[[ DATA TO EXAMINE, beginning ]]

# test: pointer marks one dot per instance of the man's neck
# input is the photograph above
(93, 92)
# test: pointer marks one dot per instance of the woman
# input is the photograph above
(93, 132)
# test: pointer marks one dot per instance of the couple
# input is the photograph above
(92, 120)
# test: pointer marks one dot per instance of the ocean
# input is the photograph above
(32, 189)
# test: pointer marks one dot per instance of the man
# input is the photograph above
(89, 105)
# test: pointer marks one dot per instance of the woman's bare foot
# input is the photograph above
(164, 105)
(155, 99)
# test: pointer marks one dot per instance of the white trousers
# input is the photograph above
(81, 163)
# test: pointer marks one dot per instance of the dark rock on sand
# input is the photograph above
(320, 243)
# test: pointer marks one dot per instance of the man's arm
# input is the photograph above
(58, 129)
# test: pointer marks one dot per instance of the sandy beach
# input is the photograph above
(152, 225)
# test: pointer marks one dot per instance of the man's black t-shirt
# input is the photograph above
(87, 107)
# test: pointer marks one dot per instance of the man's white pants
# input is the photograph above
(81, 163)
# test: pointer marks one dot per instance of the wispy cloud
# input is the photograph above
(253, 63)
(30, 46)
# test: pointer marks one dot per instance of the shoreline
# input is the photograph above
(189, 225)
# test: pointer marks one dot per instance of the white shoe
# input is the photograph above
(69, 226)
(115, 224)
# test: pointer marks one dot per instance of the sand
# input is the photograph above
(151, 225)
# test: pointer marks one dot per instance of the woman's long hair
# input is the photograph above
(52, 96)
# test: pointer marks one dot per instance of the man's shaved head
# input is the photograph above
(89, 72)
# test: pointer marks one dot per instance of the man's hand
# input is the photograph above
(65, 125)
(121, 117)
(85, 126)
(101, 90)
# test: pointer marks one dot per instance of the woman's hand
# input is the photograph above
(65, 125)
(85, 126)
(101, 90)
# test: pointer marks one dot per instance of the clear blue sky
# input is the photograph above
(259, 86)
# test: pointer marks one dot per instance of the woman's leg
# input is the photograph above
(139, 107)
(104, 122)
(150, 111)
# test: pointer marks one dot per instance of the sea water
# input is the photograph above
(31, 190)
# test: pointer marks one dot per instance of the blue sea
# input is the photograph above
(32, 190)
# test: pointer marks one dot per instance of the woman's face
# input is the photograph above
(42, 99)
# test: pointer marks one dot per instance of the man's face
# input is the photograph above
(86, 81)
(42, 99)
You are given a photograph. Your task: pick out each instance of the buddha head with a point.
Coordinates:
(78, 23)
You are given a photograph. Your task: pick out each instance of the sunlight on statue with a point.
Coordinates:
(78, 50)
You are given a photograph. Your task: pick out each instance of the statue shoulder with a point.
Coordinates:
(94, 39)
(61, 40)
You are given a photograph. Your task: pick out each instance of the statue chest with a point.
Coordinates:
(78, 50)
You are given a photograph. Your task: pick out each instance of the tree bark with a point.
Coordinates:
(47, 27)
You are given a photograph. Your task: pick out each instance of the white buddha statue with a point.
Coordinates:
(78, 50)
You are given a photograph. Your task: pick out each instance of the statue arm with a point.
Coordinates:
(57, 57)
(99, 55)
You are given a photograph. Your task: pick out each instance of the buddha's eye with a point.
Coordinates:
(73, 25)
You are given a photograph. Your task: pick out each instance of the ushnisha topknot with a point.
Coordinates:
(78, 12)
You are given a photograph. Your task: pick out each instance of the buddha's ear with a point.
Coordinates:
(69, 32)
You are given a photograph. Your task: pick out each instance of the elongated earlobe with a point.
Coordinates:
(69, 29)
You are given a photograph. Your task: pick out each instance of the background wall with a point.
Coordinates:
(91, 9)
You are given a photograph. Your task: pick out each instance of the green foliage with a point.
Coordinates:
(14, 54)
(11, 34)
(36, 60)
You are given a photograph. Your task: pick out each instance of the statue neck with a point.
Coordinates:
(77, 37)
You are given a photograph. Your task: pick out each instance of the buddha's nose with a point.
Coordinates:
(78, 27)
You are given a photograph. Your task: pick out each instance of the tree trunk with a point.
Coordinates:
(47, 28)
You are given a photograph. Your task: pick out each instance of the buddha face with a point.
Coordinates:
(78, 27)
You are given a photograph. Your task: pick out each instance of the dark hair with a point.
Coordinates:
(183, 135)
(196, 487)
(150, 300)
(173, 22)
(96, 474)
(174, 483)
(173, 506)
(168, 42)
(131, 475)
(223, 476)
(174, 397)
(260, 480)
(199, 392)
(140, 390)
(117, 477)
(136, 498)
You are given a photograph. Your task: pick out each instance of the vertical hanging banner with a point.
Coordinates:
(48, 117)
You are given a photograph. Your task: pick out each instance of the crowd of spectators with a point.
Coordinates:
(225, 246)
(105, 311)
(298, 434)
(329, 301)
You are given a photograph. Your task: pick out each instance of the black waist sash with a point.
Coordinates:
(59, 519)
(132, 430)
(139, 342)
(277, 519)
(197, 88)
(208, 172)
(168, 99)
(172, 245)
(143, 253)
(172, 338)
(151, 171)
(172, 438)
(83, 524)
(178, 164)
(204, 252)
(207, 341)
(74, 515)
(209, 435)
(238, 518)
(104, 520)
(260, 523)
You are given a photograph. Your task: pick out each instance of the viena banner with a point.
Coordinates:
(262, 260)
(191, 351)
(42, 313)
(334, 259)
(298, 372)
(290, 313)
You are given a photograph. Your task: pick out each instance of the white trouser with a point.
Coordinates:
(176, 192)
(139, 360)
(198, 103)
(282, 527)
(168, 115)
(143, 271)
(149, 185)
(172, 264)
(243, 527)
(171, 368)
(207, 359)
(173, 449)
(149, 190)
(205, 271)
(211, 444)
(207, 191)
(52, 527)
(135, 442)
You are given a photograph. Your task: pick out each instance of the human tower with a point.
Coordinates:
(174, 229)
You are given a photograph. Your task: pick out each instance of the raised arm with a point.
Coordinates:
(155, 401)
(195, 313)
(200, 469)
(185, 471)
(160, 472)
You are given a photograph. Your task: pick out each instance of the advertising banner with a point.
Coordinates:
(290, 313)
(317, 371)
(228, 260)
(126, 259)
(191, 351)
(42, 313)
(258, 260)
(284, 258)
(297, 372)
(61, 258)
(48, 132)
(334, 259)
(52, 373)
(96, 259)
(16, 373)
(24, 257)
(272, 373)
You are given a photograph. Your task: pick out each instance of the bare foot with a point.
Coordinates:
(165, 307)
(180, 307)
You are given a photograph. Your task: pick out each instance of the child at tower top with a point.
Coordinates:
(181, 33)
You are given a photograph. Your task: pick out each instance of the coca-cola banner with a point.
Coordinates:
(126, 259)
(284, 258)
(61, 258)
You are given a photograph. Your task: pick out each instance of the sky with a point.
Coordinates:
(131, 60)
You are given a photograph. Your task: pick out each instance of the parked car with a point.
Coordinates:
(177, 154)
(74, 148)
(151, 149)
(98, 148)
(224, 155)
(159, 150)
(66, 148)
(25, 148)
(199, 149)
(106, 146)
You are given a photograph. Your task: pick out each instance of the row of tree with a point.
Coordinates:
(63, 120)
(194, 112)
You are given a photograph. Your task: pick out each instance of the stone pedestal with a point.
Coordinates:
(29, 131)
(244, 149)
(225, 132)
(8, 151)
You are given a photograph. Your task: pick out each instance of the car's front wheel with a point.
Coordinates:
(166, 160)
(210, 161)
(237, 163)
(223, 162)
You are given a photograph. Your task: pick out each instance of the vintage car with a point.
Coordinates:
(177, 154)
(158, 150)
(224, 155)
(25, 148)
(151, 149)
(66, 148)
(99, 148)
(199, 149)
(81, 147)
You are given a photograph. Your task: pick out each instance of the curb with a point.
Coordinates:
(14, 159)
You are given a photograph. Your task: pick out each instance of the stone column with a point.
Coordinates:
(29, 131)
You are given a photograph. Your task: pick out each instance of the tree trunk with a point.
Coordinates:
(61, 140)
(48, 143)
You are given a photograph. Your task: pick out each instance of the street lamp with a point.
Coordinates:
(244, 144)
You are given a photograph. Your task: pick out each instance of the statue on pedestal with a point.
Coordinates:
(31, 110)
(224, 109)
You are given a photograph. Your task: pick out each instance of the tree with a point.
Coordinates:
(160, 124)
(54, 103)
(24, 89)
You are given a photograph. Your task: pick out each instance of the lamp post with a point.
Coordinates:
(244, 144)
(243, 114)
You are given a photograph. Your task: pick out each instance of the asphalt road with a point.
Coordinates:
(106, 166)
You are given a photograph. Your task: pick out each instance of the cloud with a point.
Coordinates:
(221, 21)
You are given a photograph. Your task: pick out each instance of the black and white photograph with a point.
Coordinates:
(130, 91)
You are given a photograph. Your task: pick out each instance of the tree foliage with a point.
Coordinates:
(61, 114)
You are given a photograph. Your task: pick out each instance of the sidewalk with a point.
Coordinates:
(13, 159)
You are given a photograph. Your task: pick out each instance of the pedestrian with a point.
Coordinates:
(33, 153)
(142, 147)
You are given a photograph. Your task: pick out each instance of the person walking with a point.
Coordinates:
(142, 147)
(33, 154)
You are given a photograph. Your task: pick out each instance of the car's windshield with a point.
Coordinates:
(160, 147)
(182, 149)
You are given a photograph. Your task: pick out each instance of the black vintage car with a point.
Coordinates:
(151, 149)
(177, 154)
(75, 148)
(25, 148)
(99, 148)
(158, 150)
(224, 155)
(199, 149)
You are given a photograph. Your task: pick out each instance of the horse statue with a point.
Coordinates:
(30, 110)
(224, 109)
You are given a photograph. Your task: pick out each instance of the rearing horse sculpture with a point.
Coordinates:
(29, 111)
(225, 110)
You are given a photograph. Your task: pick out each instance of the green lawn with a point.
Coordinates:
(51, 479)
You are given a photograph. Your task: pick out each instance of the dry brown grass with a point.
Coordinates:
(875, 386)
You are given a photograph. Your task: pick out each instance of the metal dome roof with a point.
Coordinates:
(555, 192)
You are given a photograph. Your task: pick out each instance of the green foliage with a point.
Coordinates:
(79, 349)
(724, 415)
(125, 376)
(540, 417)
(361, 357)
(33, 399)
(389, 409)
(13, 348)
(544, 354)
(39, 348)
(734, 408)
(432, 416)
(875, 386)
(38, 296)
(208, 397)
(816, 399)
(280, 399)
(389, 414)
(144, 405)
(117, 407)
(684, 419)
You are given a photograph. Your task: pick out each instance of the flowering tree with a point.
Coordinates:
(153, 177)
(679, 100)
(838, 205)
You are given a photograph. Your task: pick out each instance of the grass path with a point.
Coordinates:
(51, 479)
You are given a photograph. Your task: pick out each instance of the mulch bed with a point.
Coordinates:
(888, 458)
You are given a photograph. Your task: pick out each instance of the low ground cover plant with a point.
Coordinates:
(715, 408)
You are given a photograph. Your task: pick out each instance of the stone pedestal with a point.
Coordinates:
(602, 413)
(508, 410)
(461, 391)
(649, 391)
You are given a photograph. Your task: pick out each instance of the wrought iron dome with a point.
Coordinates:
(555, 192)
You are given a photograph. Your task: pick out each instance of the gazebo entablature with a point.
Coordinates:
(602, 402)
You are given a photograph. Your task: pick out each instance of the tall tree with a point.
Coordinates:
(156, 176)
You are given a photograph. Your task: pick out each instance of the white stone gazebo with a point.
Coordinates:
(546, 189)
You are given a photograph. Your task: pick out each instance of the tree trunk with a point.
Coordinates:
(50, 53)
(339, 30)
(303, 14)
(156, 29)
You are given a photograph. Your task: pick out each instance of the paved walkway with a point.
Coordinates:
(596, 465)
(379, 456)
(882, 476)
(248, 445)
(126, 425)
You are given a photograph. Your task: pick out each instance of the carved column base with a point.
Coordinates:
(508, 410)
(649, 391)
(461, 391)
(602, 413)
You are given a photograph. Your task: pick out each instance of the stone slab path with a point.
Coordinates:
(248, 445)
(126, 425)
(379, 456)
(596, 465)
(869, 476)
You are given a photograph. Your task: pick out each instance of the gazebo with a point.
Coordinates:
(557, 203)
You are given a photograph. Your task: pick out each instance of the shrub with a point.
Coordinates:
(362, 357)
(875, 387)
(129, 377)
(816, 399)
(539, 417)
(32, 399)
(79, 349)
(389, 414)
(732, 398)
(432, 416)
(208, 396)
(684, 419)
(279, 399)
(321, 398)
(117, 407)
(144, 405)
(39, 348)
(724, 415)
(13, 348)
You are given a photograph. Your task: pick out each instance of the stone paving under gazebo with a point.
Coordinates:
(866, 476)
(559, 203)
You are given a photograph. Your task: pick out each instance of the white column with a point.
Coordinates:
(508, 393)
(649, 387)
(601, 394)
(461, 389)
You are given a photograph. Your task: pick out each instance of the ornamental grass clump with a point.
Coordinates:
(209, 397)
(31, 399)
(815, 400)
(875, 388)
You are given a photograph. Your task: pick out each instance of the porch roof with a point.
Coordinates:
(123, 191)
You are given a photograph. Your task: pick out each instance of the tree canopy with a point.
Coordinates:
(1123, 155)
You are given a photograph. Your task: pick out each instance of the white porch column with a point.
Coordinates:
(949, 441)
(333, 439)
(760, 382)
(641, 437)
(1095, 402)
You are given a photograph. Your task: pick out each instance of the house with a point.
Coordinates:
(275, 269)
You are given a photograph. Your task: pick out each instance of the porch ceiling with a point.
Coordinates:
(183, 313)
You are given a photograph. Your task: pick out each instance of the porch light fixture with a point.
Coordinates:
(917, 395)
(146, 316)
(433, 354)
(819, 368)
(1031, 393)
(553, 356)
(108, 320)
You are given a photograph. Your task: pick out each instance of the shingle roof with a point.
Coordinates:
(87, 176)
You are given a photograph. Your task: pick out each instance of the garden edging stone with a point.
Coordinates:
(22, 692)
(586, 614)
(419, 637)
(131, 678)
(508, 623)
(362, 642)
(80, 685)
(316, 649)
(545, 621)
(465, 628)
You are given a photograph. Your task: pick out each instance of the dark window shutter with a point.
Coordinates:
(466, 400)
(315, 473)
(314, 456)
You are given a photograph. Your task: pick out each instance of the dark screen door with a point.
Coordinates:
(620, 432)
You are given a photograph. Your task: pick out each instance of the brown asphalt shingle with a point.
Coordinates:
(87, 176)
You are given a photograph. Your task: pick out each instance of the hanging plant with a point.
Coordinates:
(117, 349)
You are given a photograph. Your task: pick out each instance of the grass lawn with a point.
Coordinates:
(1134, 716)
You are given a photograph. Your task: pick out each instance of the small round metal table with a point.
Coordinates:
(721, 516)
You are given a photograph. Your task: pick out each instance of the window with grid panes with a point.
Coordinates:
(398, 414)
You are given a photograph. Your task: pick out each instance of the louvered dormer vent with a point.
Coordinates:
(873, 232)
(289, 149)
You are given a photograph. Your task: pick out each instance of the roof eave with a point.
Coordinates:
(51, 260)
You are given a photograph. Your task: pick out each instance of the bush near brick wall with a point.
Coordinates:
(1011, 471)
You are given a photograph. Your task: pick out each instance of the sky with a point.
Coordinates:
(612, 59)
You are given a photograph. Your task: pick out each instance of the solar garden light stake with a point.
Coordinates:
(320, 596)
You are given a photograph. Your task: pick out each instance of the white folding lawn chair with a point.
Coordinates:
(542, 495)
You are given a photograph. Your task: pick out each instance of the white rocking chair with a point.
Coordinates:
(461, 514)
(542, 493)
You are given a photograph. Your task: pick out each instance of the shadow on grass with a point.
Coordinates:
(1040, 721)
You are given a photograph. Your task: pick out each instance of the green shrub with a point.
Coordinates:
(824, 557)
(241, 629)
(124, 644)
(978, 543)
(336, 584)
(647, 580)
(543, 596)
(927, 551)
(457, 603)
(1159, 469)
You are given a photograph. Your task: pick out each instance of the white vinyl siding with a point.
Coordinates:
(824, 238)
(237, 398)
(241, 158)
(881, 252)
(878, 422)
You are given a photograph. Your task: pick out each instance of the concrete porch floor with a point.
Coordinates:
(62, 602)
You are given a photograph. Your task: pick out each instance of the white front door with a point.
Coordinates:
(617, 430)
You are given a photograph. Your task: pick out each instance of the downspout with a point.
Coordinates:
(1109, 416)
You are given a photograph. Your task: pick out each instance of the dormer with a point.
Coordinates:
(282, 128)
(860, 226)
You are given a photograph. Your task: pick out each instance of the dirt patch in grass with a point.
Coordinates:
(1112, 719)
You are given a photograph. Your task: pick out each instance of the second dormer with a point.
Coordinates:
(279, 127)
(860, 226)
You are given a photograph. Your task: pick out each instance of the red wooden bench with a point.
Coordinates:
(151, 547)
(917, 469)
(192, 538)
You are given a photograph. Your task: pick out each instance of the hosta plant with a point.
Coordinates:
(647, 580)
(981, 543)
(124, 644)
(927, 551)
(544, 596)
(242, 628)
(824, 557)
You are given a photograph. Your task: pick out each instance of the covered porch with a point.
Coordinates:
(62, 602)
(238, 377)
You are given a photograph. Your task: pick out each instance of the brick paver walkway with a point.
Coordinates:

[[ DATA TO EXAMINE, end ]]

_WHAT IS NEEDED_. Could you set down, word for word, only the lines above from the line with "on pedestal with a point." to the line with "post with a point.", including both?

_SOLUTION TO THIS PROBLEM_.
You are given a photograph. Your task: pick out each instance of the statue on pedestal with a point.
Coordinates:
(31, 110)
(224, 109)
You are given a photograph. Your task: pick out each instance of the tree with a point.
Coordinates:
(160, 124)
(54, 103)
(24, 89)
You are given a photograph. Your task: pick out each instance of the lamp post with a point.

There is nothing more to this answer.